**Reading text**.
┄┄┄┄┄┄┄┄┄┄
Skip to content

Latest commit

 

History

History
302 lines (210 loc) · 9.17 KB

File metadata and controls

302 lines (210 loc) · 9.17 KB

InferEdgeLab FastAPI Read-Only Adapter Usage Guide

Purpose

InferEdgeLab API layer is a thin FastAPI adapter over the existing service layer.

  • It exposes InferEdgeLab read-only workflows over HTTP
  • It keeps business logic in reusable services, not in the API layer
  • It provides a practical bridge toward future Web UI and SaaS expansion

This means the current API is intended to reuse the same validation flow already available from the CLI, not to replace it with a separate implementation.
┄┄┄┄┄┄┄┄┄┄
**Given information**.
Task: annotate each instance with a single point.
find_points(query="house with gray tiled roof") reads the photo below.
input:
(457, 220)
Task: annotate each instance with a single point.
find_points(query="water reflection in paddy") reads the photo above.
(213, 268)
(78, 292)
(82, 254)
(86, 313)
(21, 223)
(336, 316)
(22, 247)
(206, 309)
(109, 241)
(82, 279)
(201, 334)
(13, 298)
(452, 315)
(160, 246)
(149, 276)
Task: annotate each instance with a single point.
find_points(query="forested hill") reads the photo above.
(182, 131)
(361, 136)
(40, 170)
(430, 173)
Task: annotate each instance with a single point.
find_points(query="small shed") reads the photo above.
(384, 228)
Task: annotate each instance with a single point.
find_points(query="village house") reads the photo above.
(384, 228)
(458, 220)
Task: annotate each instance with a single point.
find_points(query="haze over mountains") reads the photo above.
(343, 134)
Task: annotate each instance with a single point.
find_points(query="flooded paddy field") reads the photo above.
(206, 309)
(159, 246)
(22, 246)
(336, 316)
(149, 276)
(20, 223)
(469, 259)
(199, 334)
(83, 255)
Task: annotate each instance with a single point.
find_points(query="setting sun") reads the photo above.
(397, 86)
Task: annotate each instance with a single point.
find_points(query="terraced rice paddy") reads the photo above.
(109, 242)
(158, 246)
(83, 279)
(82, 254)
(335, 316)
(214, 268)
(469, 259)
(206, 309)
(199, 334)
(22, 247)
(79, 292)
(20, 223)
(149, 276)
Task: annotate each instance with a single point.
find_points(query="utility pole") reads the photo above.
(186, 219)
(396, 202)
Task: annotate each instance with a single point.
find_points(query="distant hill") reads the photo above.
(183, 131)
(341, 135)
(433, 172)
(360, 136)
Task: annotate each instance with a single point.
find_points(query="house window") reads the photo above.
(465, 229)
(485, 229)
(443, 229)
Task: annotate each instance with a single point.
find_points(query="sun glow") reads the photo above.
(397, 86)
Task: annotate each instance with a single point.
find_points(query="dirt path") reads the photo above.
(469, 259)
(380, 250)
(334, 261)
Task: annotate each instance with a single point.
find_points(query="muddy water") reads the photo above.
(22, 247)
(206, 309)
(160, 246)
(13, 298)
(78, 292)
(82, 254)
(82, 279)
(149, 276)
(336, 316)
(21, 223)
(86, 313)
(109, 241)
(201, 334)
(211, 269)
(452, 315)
┄┄┄┄┄┄┄┄┄┄
Pick up the InferEdgeLab API usage guide above where it stops, writing the next part in the same style.

**Task result**.
CLI, Service, API Adapter Relationship

InferEdgeLab currently follows this boundary:

  • CLI: argument parsing, file saving, console rendering, command entrypoints
  • Service layer: domain orchestration for compare, history-report, summarize, list-results
  • API adapter: HTTP parameter binding and service response exposure

In short:

CLI / HTTP API -> Service Layer -> Existing domain logic / loaders / renderers

The FastAPI layer is intentionally thin. It reuses the same service-layer logic used by the CLI, so compare/history/summarize/list-results behavior stays aligned across interfaces.


Run the Server

Basic launch:

poetry run inferedgelab serve

Custom host and port:

poetry run inferedgelab serve --host 0.0.0.0 --port 8000

Development mode with auto-reload:

poetry run inferedgelab serve --host 127.0.0.1 --port 8000 --reload

By default, the API runs on 127.0.0.1:8000.


Endpoints

Current endpoints:

  • GET /health
  • GET /api/list-results
  • GET /api/summarize
  • GET /api/history-report
  • GET /api/compare
  • POST /api/analyze
  • GET /api/jobs/{job_id}
  • POST /api/jobs/{job_id}/complete-dev

Health Check

Request:

curl "http://127.0.0.1:8000/health"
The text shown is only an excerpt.